• _PROMPT 1_
Return the part of the Studio Voltaire preface that begins at the words "I am unsure" and stops after "reproduction of division.", copied verbatim.
• _PROMPT 2_
Continue the artist's preface about Escape From Studio Voltaire, writing what comes after its last sentence.

• _DOCUMENT TEXT_

------------------------------------------------------------------------

Preface: the Artist’s Words

Escape From Studio Voltaire

Preface: The Artist’s Words

This booklet offers nothing but words. It is conceived as half an unnamed project, the other half being an installation at Studio Voltaire, called Escape From Studio Voltaire. The installation is characterised by a kind of absence. It is an excessive and fanciful set of ideas as to how one might get out of Studio Voltaire: of how one might escape. The gallery, and the gallery space, are only present inasmuch as they are an obstacle to be transcended. Everything inside the gallery is directed towards everything outside of the gallery and the fact of the gallery qua boundary. Here there is plenty to look at but it is intended to direct attention, imaginatively, to everything except itself. This is a project that can only fail; an escape plan that is always doomed. However functional, mundane and descriptive the material of the installation is intended to be, it still presents a kind of sight. The desperate imaginings of means of escape confirm, through their pathos, the failure to escape.

I am unsure as to how the two halves of this project might fit together or fail to fit together. These words are neither a catalogue nor supplementary material. I take it as symptomatic of the problems of art that the division between objects and ideas is so easily made and maintained. I hope that the installation and the words gathered here will form an obvious relationship but that the nature of that relationship will be hard to place: that some kind of hiatus will be maintained between the two, which is not the mere reproduction of division.

------------------------------------------------------------------------

• _DATA SECTION_

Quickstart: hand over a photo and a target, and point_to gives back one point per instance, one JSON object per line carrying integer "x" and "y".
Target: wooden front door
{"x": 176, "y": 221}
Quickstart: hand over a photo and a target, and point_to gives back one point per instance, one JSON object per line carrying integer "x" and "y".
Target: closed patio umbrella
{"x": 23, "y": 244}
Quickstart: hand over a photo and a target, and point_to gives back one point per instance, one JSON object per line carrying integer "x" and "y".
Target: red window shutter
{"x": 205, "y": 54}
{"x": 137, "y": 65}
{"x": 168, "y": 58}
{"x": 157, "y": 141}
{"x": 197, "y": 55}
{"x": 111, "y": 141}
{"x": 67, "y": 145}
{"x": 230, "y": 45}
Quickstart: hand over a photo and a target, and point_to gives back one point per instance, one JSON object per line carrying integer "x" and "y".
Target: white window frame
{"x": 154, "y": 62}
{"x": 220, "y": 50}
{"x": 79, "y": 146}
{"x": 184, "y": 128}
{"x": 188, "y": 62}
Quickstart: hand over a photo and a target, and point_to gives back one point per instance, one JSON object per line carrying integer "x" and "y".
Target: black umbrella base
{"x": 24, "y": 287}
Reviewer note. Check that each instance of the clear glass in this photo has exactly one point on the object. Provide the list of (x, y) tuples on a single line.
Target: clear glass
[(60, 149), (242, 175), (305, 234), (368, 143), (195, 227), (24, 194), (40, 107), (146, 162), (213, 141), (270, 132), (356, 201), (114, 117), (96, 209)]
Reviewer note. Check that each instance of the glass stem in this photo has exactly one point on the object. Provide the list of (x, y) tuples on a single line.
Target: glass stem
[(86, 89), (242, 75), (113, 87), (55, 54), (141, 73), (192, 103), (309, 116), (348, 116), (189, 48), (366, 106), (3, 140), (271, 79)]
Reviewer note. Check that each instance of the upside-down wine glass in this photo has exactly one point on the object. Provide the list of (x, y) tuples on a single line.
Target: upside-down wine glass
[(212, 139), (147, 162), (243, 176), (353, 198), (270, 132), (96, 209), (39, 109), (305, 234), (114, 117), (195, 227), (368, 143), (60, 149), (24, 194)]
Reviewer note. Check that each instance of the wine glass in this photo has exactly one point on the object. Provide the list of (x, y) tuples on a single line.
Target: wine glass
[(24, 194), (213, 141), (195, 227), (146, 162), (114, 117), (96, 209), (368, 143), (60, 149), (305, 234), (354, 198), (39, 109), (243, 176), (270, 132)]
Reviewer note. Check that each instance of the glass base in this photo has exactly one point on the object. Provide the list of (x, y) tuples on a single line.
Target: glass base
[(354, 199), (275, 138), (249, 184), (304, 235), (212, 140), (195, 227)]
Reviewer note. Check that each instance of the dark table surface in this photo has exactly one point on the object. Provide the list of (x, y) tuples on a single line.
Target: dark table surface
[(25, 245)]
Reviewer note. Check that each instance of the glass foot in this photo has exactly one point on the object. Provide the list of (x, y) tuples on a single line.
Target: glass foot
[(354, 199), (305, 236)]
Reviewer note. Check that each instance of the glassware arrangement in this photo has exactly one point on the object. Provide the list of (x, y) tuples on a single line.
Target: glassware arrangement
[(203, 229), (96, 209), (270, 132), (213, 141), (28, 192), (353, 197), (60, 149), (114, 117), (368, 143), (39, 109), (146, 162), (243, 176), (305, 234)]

------------------------------------------------------------------------

• _RESPONSE 1_
I am unsure as to how the two halves of this project might fit together or fail to fit together. These words are neither a catalogue nor supplementary material. I take it as symptomatic of the problems of art that the division between objects and ideas is so easily made and maintained. I hope that the installation and the words gathered here will form an obvious relationship but that the nature of that relationship will be hard to place: that some kind of hiatus will be maintained between the two, which is not the mere reproduction of division.

• _RESPONSE 2_
It is as urgent now as it ever was, for artists to contest the words that surround their work: to be articulate about the contradictions and dilemmas that the artist faces. However, speaking as an artist is neither easy nor straightforward. The dominant, hegemonic, ideological practices of art assign a space for the artist not so much where he or she is made mute but rather where whatever he or she may have to say is rendered irrelevant – beside the point. The artist’s words are considered only as a kind of circumstantial evidence in the pursuit of meaning. For the normal functioning of the dominant institutions of art (art’s discourses, galleries, curators, critics, dealers and so on) the belief in what art is and what it is that artists do, goes more or less unquestioned. Talk of art is full of theoretical ideas and nuanced vocabulary borrowed from various other disciplines. Its problem is not a lack of ideas but the hegemonic, ideological structure it goes to support. It is an axiomatic commonplace that art embodies universal cultural values (whatever they happen to be). The words of the artist, however provocative, irreverent or oppositional are taken as confirmation of the power of art.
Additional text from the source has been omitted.